**Fragment:**
+===+

Principes van armoede:
Binnen het ‘concept’ armoede zijn er verschillende transformaties geweest. In de ontwikkeling van
de Westerse armoedwetgeving veranderd het van een ‘absoluut’ (fysiek) bestaandsminimum naar
een ‘relatief’ bestaansminimum. Het is dus in relatie gebracht met het gemiddelde welvaartspeil van
een samenleving.
Subjectief -> mensen weten zelf wat hun bestaansminimum is
Objectief-> door anderen bepaalde criteria zoals bijstandswet
6 principes van armoede:
1. Sociale ongelijkheid resulteert niet noodzakelijkerwijs in armoede
2. Sociale problemen hoeven niet noodzakelijkerwijs te resulteren in armoede
3. Armoede is niet hetzelfde als zich arm voelen
4. Armoede is het resultaat van onvoldoende middelen
5. Armoede betekent uitsluiting van de samenleving
6. Armoede is meervoudig deprivatie
Om armoede in kaart te brengen wordt vaak sociale uitsluiting gebruikt
De bepaling van de armoede grens impliceert altijd een waarde oordeel, dat niet wetenschappelijke
is te onderbouwen.
De 7 kenmerken van armoede:
Moderne armoede = de structurele uitsluiting van burgers van maatschappelijke deelname, die
gepaard gaan met permanente afhankelijkheid van de overheid.
De kenmerken zijn: - weinig geld
- Sociaal isolement
- Een tijd zonder werk
- Geringe profijt van sommige overheidsvoorzieningen
- Verstateling van de zorg
- Heterogene groep mensen
- Geografisch lokaliseerbaar -> wijken
- Culturele aanpassingen
, Cruciaal kenmerk van armoede = permanente staatsafhankelijkheid
Sociaal beleid over de creatie en bestendiging:
1e theorie: Voorbeeld: uitkeringsstelsel ’60 in Amerika leidde tot niets doenende arme klasse. Omdat
ze kiezen om afhankelijk te zijn van het dus niet onder armoede (?)
2e theorie: de nieuwe armoede industrie levert ook weer werk op.

+===+

**Wat je doet:**
Werk het fragment over armoede bij en geef het alsjeblieft opnieuw, te beginnen bij "Subjectief -> mensen" en doorlopend tot en met "is te onderbouwen.". Vervang daarin "sociale uitsluiting" door "maatschappelijke uitsluiting".

Annotatiegegevens voor beeldgrenzen:
+===+

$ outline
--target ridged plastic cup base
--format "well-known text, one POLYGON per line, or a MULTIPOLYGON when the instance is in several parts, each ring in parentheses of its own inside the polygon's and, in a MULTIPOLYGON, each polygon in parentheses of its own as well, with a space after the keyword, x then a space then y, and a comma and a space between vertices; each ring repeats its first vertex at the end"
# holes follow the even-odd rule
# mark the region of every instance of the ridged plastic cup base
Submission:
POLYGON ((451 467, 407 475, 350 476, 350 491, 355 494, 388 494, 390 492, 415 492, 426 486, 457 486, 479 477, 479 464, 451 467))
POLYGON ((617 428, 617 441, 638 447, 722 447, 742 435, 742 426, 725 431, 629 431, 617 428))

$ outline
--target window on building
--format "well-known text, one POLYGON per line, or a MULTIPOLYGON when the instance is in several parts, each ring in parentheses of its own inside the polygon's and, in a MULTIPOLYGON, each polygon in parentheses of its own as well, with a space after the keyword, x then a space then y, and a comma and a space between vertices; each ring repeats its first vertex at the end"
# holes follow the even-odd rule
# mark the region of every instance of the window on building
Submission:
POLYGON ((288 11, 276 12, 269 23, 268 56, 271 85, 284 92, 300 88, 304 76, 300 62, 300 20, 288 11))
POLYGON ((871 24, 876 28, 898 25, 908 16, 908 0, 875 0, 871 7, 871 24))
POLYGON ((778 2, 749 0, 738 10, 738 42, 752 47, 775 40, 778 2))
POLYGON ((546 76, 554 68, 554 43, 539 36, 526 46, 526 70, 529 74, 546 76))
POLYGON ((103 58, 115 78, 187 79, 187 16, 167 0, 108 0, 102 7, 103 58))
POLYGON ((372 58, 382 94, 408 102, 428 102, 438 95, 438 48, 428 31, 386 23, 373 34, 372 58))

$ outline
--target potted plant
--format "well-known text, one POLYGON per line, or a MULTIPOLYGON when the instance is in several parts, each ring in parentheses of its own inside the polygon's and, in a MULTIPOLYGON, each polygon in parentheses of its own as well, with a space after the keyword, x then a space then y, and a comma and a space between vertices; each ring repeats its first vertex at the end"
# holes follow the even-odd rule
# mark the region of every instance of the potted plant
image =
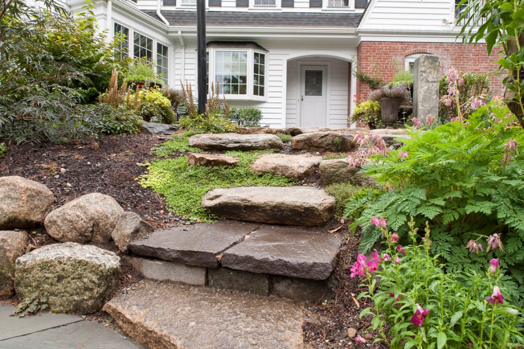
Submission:
POLYGON ((380 105, 382 121, 386 128, 393 128, 398 117, 398 108, 405 100, 411 103, 411 94, 405 84, 388 84, 369 93, 369 99, 380 105))

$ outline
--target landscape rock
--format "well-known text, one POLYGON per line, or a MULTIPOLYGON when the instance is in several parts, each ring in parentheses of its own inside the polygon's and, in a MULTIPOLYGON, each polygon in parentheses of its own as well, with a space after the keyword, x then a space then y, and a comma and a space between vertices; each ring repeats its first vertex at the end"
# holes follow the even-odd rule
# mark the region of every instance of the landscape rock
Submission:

+===+

**Antwoord:**
Subjectief -> mensen weten zelf wat hun bestaansminimum is
Objectief-> door anderen bepaalde criteria zoals bijstandswet
6 principes van armoede:
1. Sociale ongelijkheid resulteert niet noodzakelijkerwijs in armoede
2. Sociale problemen hoeven niet noodzakelijkerwijs te resulteren in armoede
3. Armoede is niet hetzelfde als zich arm voelen
4. Armoede is het resultaat van onvoldoende middelen
5. Armoede betekent uitsluiting van de samenleving
6. Armoede is meervoudig deprivatie
Om armoede in kaart te brengen wordt vaak maatschappelijke uitsluiting gebruikt
De bepaling van de armoede grens impliceert altijd een waarde oordeel, dat niet wetenschappelijke
is te onderbouwen.